# Start of Selection

When you need to memmove your whole vector you're going to thrash a lot more of the cache lines than when you touch 2 neighbor cache lines.


Assuming that your list elements are in the neighboring cache lines (also how it compares to vectors in real life performance, as opposed to time complexity, really depends on how often your vector has to grow for your workload.. often a reasonable size can be chosen up front to minimize this, for example), but your point is of course valid.

Though I have seen vector-like structure implementations that ocmbine arrays and linked lists so that when you run out of space, it allocates a new array and links it to the end of the old array. I've implemented memory pooling systems like this myself. Works well, because as long as you know which bucket/array the element is in, you have random access and you also have good linear scanning performance, and extending the size doesn't require memmove's.

I'm not saying that linked lists have no uses (my original comment about never was not meant quite serious - never is much too strong a word) - they certainly do - but I am saying that I feel they have much more limited use cases than most people seem to think.

I agree that intrusive linked lists have many advantages that non-intrusive linked lists do not have. The main advantage of intrusive data structures is, as you said, that membership in multiple structures is in one place allowing constant time deletion from all structures.

Replying to your other comment:

Deleting from the middle of the list is an extremely common requirement, when you have objects that need to be enumerable in some order[s] and sometimes deleted.

# End of Selection
# Start of Data records

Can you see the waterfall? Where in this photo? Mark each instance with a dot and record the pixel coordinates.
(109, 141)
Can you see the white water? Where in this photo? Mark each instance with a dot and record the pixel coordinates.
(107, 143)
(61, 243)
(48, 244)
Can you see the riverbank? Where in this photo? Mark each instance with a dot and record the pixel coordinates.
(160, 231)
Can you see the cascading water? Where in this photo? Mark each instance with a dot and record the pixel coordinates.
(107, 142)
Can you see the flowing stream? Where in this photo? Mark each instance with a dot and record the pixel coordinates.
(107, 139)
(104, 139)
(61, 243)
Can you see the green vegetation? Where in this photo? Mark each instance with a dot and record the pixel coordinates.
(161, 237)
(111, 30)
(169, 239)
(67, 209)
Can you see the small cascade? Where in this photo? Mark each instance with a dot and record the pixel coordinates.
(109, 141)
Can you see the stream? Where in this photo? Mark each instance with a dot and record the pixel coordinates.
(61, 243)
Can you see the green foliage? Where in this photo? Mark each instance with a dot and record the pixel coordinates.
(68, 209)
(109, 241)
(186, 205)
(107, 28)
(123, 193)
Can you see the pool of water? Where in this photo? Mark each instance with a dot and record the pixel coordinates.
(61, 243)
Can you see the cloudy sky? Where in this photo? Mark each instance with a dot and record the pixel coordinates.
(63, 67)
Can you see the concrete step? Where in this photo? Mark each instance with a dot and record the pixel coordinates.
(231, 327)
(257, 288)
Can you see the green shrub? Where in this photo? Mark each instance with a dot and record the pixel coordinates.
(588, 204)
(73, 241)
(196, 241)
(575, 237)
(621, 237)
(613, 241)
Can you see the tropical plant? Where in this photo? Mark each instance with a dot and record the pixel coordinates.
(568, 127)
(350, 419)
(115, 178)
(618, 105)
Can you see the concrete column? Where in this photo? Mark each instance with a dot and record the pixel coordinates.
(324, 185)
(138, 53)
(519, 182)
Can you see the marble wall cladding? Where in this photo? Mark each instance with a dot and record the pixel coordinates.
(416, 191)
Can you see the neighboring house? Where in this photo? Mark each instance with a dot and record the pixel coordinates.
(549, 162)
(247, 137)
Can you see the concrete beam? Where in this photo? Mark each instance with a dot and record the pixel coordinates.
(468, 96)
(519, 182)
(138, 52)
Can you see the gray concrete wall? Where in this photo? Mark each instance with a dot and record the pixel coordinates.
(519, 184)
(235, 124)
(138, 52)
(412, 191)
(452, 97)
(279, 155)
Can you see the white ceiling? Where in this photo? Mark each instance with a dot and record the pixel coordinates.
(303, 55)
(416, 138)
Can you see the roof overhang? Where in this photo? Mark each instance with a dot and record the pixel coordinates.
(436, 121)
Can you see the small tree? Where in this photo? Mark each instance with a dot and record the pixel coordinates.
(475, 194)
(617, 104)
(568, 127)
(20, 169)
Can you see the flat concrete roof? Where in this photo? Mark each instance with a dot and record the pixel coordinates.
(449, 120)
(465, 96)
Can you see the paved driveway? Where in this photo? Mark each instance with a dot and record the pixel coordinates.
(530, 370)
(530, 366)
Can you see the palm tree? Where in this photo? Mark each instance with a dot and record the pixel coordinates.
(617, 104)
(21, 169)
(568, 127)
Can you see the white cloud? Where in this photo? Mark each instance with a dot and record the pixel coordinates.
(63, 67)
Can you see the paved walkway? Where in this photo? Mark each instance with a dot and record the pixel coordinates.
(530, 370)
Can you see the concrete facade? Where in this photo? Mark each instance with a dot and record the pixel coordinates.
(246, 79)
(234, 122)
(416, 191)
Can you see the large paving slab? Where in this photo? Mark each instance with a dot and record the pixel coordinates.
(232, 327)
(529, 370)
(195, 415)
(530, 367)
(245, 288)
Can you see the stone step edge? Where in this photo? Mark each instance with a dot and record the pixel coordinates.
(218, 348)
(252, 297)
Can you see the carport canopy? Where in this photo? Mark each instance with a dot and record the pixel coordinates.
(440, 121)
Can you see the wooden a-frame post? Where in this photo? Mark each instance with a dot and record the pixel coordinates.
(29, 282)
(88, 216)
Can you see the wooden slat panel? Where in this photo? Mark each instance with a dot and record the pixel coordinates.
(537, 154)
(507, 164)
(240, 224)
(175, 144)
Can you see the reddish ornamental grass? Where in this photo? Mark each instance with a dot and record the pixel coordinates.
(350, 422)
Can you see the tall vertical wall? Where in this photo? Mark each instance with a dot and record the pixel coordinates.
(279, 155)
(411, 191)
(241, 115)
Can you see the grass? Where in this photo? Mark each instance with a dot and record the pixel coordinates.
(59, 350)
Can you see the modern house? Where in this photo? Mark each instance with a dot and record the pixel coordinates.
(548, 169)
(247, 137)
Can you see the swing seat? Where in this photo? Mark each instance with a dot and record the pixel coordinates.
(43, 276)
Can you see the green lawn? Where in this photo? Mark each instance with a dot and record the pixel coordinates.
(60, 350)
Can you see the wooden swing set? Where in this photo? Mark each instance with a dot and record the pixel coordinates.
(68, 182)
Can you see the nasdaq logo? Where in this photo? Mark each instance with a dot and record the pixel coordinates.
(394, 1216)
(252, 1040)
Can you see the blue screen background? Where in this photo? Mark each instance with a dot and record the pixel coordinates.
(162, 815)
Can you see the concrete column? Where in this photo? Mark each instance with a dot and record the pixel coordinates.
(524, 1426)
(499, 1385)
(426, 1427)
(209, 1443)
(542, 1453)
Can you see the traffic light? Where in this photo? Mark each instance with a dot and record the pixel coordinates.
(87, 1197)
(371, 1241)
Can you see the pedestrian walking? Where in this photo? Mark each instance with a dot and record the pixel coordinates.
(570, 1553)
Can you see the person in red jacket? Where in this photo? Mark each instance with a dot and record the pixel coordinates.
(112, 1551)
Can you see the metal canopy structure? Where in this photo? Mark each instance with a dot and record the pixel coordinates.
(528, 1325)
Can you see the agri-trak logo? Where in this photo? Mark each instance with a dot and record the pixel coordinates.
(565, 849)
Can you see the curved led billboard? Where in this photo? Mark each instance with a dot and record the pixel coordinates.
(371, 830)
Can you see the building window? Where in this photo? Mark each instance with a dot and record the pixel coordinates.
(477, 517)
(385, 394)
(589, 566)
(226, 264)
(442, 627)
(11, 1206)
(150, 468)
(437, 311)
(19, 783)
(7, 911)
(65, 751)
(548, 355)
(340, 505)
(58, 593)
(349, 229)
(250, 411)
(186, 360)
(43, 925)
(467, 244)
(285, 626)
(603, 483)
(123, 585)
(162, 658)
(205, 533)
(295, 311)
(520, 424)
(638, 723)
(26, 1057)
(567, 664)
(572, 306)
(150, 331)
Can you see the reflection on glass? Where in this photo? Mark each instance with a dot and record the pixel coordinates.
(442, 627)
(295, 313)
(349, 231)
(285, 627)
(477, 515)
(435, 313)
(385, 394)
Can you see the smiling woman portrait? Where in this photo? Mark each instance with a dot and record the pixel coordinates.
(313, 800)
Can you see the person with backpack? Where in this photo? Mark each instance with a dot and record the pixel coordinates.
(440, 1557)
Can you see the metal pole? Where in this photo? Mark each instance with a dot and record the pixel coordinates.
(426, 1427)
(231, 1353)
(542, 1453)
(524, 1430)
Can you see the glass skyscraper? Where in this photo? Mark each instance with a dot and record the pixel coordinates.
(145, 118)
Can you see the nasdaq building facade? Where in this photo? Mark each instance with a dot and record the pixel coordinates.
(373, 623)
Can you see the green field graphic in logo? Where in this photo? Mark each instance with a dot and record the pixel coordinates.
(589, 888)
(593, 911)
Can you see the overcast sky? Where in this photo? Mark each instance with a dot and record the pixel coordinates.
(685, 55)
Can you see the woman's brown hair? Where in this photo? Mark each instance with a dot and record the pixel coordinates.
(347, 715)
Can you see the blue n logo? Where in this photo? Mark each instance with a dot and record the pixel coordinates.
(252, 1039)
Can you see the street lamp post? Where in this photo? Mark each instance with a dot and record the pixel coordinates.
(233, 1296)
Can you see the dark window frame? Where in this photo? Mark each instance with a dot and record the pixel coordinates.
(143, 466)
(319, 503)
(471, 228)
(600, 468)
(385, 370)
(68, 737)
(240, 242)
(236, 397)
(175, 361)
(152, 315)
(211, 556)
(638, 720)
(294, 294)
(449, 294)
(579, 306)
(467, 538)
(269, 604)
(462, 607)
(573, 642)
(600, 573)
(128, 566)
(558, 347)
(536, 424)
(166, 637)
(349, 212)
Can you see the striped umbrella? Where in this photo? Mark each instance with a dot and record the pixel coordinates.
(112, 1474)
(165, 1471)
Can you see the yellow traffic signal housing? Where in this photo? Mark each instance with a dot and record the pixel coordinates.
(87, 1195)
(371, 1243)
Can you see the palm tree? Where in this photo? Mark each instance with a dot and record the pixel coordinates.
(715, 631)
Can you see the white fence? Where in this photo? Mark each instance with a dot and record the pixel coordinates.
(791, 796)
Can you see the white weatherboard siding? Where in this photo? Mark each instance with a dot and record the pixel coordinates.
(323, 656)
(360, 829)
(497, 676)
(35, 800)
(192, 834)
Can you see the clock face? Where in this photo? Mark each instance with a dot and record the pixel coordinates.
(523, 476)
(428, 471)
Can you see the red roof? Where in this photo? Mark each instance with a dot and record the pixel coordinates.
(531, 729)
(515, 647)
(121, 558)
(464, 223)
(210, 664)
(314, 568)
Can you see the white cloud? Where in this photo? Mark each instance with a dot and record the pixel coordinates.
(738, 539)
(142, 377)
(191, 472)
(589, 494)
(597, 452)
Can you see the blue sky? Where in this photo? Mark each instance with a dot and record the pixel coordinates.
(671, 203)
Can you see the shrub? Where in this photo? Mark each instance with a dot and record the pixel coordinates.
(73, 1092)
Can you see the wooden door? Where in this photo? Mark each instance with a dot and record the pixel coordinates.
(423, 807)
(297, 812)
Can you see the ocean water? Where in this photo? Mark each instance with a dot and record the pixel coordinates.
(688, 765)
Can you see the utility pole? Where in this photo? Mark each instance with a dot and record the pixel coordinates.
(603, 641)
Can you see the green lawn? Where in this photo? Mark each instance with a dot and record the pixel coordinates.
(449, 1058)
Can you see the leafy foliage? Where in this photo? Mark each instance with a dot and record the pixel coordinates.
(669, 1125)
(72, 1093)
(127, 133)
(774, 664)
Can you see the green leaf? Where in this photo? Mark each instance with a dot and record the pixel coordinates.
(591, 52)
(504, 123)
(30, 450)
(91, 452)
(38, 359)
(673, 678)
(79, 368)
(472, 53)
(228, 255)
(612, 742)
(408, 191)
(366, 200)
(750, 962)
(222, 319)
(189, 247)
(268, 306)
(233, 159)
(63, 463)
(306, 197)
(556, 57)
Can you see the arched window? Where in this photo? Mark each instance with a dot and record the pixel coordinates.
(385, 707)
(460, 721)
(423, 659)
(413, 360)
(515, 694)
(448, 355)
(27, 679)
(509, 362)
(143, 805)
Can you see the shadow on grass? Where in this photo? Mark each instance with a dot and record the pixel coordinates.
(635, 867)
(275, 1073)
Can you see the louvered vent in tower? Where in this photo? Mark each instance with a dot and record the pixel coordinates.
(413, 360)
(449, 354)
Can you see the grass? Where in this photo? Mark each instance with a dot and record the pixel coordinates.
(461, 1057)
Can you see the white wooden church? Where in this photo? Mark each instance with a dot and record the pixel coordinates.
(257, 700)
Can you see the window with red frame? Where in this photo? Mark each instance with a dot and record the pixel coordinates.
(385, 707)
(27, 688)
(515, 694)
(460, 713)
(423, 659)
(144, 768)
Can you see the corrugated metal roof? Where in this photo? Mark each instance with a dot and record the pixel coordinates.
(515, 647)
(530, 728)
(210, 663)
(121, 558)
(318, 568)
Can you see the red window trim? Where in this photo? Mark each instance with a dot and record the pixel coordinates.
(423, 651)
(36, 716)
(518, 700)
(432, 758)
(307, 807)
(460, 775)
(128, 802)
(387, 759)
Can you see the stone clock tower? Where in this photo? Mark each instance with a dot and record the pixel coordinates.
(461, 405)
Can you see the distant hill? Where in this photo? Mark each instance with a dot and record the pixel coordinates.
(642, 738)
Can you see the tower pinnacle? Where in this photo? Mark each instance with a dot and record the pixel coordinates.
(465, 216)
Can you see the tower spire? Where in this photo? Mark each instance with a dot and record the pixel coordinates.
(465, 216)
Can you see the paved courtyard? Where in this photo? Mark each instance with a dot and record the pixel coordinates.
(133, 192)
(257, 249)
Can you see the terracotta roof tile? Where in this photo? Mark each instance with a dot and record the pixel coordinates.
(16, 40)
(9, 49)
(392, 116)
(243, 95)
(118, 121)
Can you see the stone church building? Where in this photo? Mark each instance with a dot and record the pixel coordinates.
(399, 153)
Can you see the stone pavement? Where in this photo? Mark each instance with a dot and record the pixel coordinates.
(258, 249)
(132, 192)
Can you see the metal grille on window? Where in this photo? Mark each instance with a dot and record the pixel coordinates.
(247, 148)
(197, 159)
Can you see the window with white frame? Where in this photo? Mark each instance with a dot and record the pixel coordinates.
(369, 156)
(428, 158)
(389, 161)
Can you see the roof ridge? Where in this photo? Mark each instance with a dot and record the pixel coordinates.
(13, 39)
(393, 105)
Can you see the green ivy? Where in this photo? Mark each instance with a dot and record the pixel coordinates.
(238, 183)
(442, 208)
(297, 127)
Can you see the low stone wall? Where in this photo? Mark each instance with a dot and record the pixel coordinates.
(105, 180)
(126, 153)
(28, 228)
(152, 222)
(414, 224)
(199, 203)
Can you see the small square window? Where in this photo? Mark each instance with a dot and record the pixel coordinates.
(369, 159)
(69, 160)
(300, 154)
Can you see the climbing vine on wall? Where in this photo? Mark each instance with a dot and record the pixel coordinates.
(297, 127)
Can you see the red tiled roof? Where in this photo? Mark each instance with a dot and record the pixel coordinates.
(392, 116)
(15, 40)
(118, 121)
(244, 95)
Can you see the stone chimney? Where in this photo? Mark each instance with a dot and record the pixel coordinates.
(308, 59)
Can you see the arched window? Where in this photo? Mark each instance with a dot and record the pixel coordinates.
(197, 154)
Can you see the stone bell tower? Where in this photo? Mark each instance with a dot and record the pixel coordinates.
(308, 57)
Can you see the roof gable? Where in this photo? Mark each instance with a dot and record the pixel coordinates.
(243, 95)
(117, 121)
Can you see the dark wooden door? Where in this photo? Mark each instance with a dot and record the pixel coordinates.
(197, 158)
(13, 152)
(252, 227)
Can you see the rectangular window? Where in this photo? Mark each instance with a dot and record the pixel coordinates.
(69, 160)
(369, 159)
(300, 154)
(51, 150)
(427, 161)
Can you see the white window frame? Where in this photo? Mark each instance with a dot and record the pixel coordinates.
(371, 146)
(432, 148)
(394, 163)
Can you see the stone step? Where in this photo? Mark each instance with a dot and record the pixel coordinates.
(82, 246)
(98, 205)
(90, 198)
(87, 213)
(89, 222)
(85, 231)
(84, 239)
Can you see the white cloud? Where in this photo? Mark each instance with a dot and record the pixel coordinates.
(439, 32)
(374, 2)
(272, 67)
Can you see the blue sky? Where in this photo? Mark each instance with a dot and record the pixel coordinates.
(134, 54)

# End of Data records

# Parts of the exercise:
1. Rewrite the records as a JSON list of strings, one string per line and no blank lines, from the line containing "Can you see the stone bell" through the end of the records, inclusive.
2. Extend the discussion of linked lists and vectors from its final sentence.
The discussion of linked lists and vectors and the records are unrelated and should be treated separately.

# Answers for the exercise:
1.
[
  "Can you see the stone bell tower? Where in this photo? Mark each instance with a dot and record the pixel coordinates.",
  "(308, 57)",
  "Can you see the roof gable? Where in this photo? Mark each instance with a dot and record the pixel coordinates.",
  "(243, 95)",
  "(117, 121)",
  "Can you see the dark wooden door? Where in this photo? Mark each instance with a dot and record the pixel coordinates.",
  "(197, 158)",
  "(13, 152)",
  "(252, 227)",
  "Can you see the rectangular window? Where in this photo? Mark each instance with a dot and record the pixel coordinates.",
  "(69, 160)",
  "(369, 159)",
  "(300, 154)",
  "(51, 150)",
  "(427, 161)",
  "Can you see the white window frame? Where in this photo? Mark each instance with a dot and record the pixel coordinates.",
  "(371, 146)",
  "(432, 148)",
  "(394, 163)",
  "Can you see the stone step? Where in this photo? Mark each instance with a dot and record the pixel coordinates.",
  "(82, 246)",
  "(98, 205)",
  "(90, 198)",
  "(87, 213)",
  "(89, 222)",
  "(85, 231)",
  "(84, 239)",
  "Can you see the white cloud? Where in this photo? Mark each instance with a dot and record the pixel coordinates.",
  "(439, 32)",
  "(374, 2)",
  "(272, 67)",
  "Can you see the blue sky? Where in this photo? Mark each instance with a dot and record the pixel coordinates.",
  "(134, 54)"
]

2.
I don't know what work you do in C or C++ (in other languages, I happily use their lists data types without caring if they used linked lists under the hood, because chances are, if I care about absolute performance, I'd have been using C or C++ to begin with), but in my own work, requiring both order and common insertion/deletion in the middle has been rare - or the elements and lists were so small that linear scan and copy was fast. But I guess it depends on your work, your logic here certainly sounds reasonable to me.

When you need indexing, use a vector. When you need quick add/remove, use lists. When you need both, use both.

Sure, you could use, say, a vector of elements that are themselves nodes in an intrusive linked list. Using a random access data structure to index another data structure is something I've done myself. I suppose I'm mostly arguing against the naive use of linked lists that seems to be rampant, because I think that most uses do not do all the interesting things you mention, in which case, IMHO, my points still stand and linked lists have a narrow use case.

You don't need to jump around. Say you have a request object you found via a hash table. After handling it you decide to destroy it. You now want to delete it from various lists it is in. You can do it on all lists in O(1) for each list. This is relatively cache-local (only need 2 extra random accesses, potential misses, for each list).

See, this is the kind of thing that I was looking for when I asked you to elaborate. You're not really using the list as a convenient growable array replacement (as you say yourself, you don't think of them as containers), you're using them as a secondary structure to maintain order in cases where middle removal or insertion is important (or maybe the other data structures are the secondary ones.. whatever). I think I better understand what you meant all along now and your reasoning makes sense to me, I can definitely see the use of this and agree that the problems of linked lists basically boil down to the following: they're seen as containers.

I think in that case, everything I said is totally true. I was definitely somewhat wrong about intrusive lists in the cases where some combination of these are true: another structure is used when lookup is needed, middle insertion/deletion is common, copying is expensive, order is important, elements are members of multiple lists where membership is commonly modified together.

I regularly have my data objects within a hash table, a list, and a search tree simultaneously and efficiently, with no dynamic allocation to sustain any of that.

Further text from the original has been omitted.